Solutions focused on symptoms usually fail to solve the problem and create additional ones.
For example, the decline in fatalities is not necessarily due to safer streets, we just don’t let our kids walk and bike to school anymore. The significant decrease in walking and biking to school from the 1960s to the present day is the direct inverse of the increase of obesity rates in children. This is by no means the sole explanation but it is certainly part of the equation. A study from the University of Cambridge with more than 2,000 children “found that walking or cycling to school is a strong predictor of obesity levels, a result which was consistent across neighbourhoods, ethnicities and socioeconomic backgrounds.”

Effective Solutions
Even though cars are a reality in most cities and over one million people die on the roads around the world every year, in some places, the responses were quite different.
In Amsterdam for example, instead of accommodating motor vehicles above everything else, there was a concerted effort to limit its usage. As a result, a high number of students bike to school.
In Tokyo, kids as young as six years-old face long commutes on trains on their own in the biggest city in the world.
In Oulu, even with harsh winters, safe streets also include appropriate infrastructure maintenance. And again, you can see children regularly biking to school.
Makeshift to Permanent
It’s time to imagine a different path in North America and there are many initiatives hard at work doing exactly that.
There are seasonal/temporary initiatives like the School Streets Program that started in Toronto. It creates a car-free environment in front of schools at the start and end of the school day to prioritize safe walking conditions for children, their caregivers and teachers. An initiative that has great potential for scaling up and wide, leading to more definite changes.

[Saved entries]
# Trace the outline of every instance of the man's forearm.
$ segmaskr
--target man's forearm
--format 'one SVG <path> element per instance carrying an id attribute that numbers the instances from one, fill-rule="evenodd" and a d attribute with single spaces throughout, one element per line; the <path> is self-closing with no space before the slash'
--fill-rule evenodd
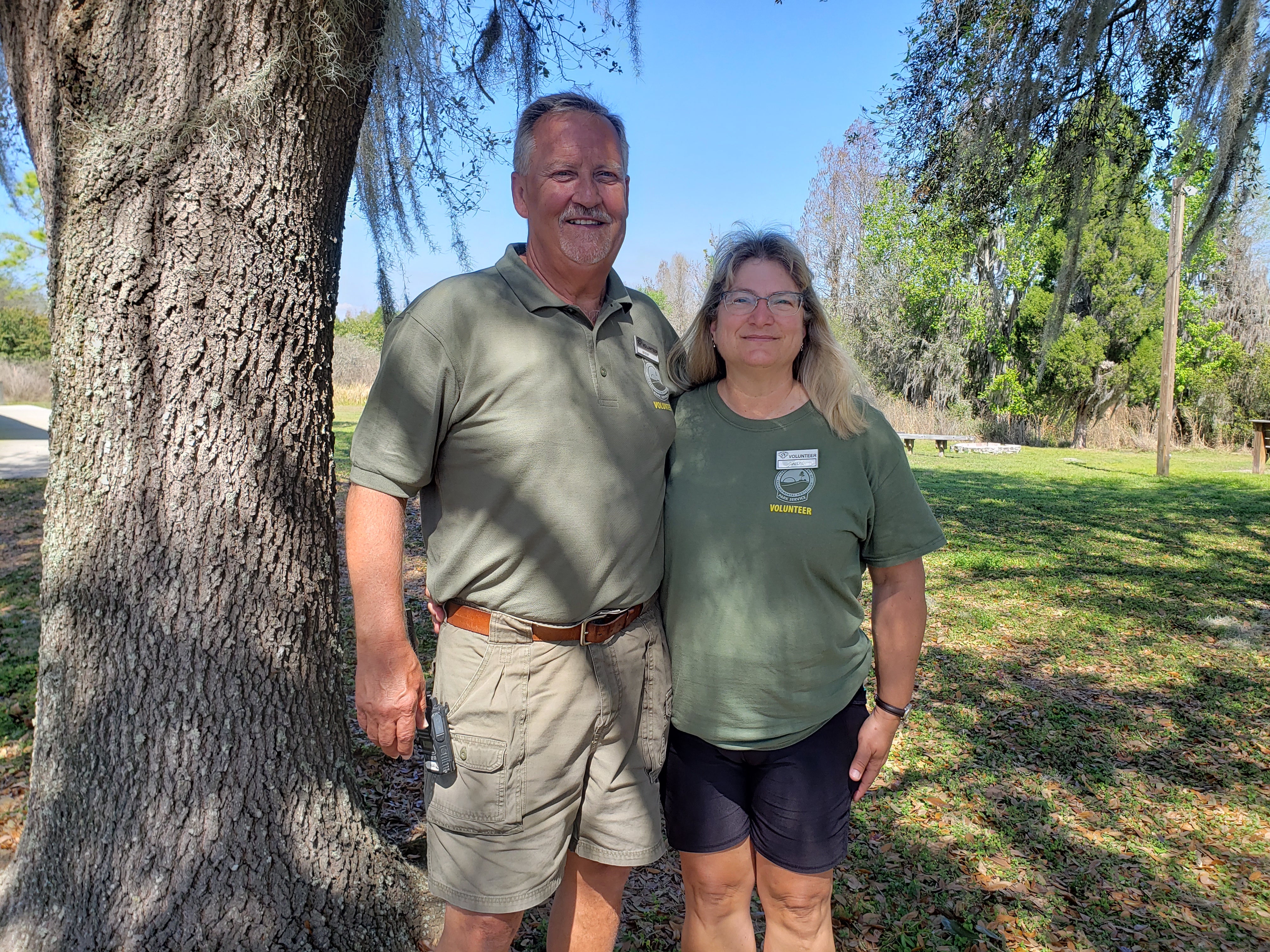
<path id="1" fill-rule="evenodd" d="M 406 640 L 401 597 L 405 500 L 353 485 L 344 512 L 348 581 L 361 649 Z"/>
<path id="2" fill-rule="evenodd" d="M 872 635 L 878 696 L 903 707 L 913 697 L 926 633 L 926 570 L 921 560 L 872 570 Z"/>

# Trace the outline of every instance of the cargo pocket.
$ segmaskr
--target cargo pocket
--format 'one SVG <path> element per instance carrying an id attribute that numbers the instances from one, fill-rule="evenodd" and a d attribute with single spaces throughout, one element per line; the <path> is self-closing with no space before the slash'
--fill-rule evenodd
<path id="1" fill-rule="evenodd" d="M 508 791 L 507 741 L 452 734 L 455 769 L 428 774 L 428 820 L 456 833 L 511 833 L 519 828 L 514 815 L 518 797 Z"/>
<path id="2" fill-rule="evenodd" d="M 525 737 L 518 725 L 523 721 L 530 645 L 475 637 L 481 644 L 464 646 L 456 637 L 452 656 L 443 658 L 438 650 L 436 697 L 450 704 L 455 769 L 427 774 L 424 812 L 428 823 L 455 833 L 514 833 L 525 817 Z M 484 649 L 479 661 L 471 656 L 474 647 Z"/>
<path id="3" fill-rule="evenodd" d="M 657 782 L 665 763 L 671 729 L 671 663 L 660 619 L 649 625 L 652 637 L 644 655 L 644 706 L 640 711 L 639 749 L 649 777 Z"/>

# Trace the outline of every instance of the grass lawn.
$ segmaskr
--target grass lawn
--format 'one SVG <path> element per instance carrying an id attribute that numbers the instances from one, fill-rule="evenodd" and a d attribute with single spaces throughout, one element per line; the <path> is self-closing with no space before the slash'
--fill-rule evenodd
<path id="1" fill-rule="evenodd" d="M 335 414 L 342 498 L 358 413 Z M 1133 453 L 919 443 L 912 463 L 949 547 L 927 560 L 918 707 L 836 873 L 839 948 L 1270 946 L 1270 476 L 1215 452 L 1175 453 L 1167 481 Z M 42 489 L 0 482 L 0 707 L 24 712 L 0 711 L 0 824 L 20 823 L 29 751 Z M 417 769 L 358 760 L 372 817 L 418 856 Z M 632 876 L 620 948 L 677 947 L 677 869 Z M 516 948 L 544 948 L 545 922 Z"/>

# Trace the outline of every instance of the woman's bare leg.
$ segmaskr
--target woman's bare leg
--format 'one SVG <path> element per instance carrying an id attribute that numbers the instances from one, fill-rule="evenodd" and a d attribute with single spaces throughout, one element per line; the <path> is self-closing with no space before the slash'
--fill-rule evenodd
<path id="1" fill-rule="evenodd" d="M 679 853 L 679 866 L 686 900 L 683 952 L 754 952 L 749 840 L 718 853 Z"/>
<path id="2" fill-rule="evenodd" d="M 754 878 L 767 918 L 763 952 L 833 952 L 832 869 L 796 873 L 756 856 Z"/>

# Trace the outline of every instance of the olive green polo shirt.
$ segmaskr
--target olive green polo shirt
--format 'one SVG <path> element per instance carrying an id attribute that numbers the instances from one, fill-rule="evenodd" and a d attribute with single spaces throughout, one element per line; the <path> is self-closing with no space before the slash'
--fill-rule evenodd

**TASK REQUIREMENTS**
Please continue the article on children walking and biking to school, starting after its final sentence.

**EXPECTED OUTPUT**
There are similar initiatives in many other places. A pilot program in British Columbia promotes active school travel by providing loaner bikes, creating walking maps, improving traffic routes, installing bike racks, running events to incentivize and train kids and families.
There are more permanent ones where street design is rebuilt with wide sidewalks and bike lanes. Surrounded by trees, benches and art. Intersections are raised at the sidewalk level, making it clear that people have priority and it is the car who is entering their space, not the other way around. There is an even application process in New York City to allow for a more participatory decision process and encourage their implementation.
All those different measures have a cumulative effect. Lower speed limits invite more people to walk, bike and roll. Inviting public spaces with benches, trees and wide sidewalks encourages slower driving. Confidence and social acceptance allow more people to adopt active school travel. That creates a powerful positive feedback loop.
And there is more coming, Green Communities Canada will be leading a four-year Canada-wide school street initiative. If you want to know more you can tune in the next Vélo Canada Bikes monthly call.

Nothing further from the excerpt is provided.